Text shown ::

•••••

Narcissistic Mothers & Mixed Feelings on Mother’s Day

by Michelle Piper

Mixed feelings on Mother’s Day are common when you’ve had a narcissistic mother. Even the most malignant narcissist can appear supportive or loving when it suits his or her needs. As a child, you were likely to soak up that elusive supportive energy, believing it to be the much needed love you craved. Unfortunately, “love” is always conditional with a maternal narcissist. When you didn’t satisfy her needs, either through choice, naiveté, or chance, you may have felt the terrible absence of positive maternal support.

Sons and daughters of narcissistic mothers usually feel dread as Mother’s Day approaches. The card isle at the local drug and grocery store and even the email marketing for your favorite charity does their best to bring the day to your attention, lest you forget. For those who look for a way to express any sincere sentiment for the narcissistic mom, a long time could be spent. One comment on this blog expressed the wish for a Mother’s Day card that simply read, “Shame on you.”

There are three things you can do for your own self care that may help. Here are three tips my clients have successfully used.

Give Yourself a Break:
Today is a day to look at the healthy territory you have staked out for yourself in your adult life through good boundaries based on your own chosen values. What is one piece of your life you have carved out for yourself that is healthy?
Today is also a day to look at when you’ve had a “boundary failure” and either put up with too much from your narcissistic mother or have acted in a vengeful or angry way that you regret. Trust yourself. You are not a malicious person and you are doing your best. Forgive yourself if need be and spend that energy on moving forward.

•••••

Records ::

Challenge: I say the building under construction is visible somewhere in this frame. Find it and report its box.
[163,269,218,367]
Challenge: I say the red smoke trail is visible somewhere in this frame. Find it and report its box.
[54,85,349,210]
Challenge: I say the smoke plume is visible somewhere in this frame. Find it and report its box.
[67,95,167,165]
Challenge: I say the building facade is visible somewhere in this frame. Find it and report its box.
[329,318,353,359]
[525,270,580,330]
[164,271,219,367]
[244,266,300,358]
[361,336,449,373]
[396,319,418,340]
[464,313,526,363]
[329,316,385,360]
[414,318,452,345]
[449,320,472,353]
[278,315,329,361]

•••••

Write the continuation of the article on narcissistic mothers and Mother's Day, starting after its last sentence. The rows have no connection to the article on narcissistic mothers and Mother's Day.

Answer space ::
Give Yourself a Reward:
Mom may never understand what you’ve been through but people in the ACON community do. You’ve had to mother yourself in many ways. Commit today to give yourself a treat that you will really follow through on within the week. This can range from calling an old friend that you think of but never find the time to visit, to planning a future vacation. Also, think of a reasonable tradition you can give yourself this day each year. One of my male clients always goes sea fishing with his family. A female client of mine replaces all of her towels for her bathroom. What rewards and traditions might you build for yourself that is nurturing to you?

Give Yourself Credit:
Take credit for what you’ve accomplished and hold yourself accountable for how you can improve. How have you taught yourself what your mother could or would not? In the present, what improvement do you want to hold yourself accountable for in the next year?

Happy Mother’s Day…you had to have done a good job raising yourself to get this far.

It’s our first Mother’s Day for this blog and I’m looking forward to seeing how we all grow this year. Thank you for being such an articulate and supportive community.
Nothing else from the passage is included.